▶ _Lesetext_
Lieber eine Rolle zurück

Landeseigene Wohnungsunternehmen hadern mit sozialen Zielen für Mieter

  • Nicolas Šustr
  • Lesedauer: 3 Min.

Eigentlich ist die Vorstellung des Berichts 2019 zur Kooperationsvereinbarung zwischen der Senatsverwaltung für Stadtentwicklung und den sechs landeseigenen Wohnungsbaugesellschaften am Mittwochmorgen ein Wohlfühltermin. Denn Jan Kuhnert, Vorstand der zuständigen Wohnraumversorgung Berlin, bescheinigt den Unternehmen bis auf ein paar kleine Punkte, die Ziele der Vereinbarung erfüllt zu haben.

Neubau und Ankäufe zusammengerechnet - große Brocken waren das Kosmosviertel in Altglienicke, Gebäude an der Karl-Marx-Allee in Friedrichshain und ein Paket von 6000 Einheiten in Reinickendorf und Spandau - wuchs der kommunale Bestand um rund 16 700 Wohnungen. Drei Viertel aller 4500 im Jahr 2019 fertiggestellten landeseigenen Wohnungen sind in Lichtenberg, Marzahn-Hellersdorf und Treptow-Köpenick entstanden. Das hat Folgen. »Wir haben ja fast schon Wiener Verhältnisse in Lichtenberg«, schwärmt Wohnungssenatorin Katrin Lompscher (Linke). Knapp 40 Prozent aller Wohnungen gehören dort inzwischen dem Land.

Auszug aus einem Datensatz:

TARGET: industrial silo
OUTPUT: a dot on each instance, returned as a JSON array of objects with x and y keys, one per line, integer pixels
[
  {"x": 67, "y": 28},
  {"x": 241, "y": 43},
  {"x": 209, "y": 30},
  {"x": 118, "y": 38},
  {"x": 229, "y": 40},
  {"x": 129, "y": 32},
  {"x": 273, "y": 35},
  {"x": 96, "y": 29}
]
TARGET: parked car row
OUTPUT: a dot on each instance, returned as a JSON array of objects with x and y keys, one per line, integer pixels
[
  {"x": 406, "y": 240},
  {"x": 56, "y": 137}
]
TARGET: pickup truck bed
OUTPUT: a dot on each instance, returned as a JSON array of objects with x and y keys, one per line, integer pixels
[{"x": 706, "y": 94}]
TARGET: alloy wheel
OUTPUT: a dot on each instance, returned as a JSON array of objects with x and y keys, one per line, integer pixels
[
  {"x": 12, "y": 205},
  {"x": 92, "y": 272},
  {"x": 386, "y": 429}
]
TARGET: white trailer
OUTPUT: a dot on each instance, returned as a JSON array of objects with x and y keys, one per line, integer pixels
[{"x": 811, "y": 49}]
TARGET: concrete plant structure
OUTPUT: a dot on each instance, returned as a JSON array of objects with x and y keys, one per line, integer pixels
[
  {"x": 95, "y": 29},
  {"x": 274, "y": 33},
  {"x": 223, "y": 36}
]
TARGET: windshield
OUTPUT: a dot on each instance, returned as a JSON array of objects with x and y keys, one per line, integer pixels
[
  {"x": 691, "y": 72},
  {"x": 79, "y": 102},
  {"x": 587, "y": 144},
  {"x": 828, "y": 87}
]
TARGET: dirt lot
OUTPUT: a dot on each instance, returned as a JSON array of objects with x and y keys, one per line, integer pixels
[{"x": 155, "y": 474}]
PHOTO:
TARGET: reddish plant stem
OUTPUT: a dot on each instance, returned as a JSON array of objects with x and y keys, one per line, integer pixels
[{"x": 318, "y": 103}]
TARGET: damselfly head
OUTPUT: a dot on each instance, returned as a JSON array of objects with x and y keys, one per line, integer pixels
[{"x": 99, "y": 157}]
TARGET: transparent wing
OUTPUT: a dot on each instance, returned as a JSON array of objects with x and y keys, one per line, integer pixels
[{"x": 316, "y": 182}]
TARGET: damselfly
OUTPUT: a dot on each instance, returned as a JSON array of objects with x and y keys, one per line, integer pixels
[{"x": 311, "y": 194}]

▶ _Schriftliche Aufgaben_
(A) Um wie viele Wohnungen wuchs laut dem Lesetext der kommunale Bestand durch Neubau und Ankäufe?
(B) Gib den Lesetext von „Neubau und Ankäufe“ bis „inzwischen dem Land.“ wieder und setze dabei „Pankow“ an die Stelle von „Lichtenberg“.
Die Daten haben mit dem Lesetext nichts zu tun.

▶ _Schriftliche Antworten_
(A) Um rund 16 700 Wohnungen.

(B)
Neubau und Ankäufe zusammengerechnet - große Brocken waren das Kosmosviertel in Altglienicke, Gebäude an der Karl-Marx-Allee in Friedrichshain und ein Paket von 6000 Einheiten in Reinickendorf und Spandau - wuchs der kommunale Bestand um rund 16 700 Wohnungen. Drei Viertel aller 4500 im Jahr 2019 fertiggestellten landeseigenen Wohnungen sind in Pankow, Marzahn-Hellersdorf und Treptow-Köpenick entstanden. Das hat Folgen. »Wir haben ja fast schon Wiener Verhältnisse in Pankow«, schwärmt Wohnungssenatorin Katrin Lompscher (Linke). Knapp 40 Prozent aller Wohnungen gehören dort inzwischen dem Land.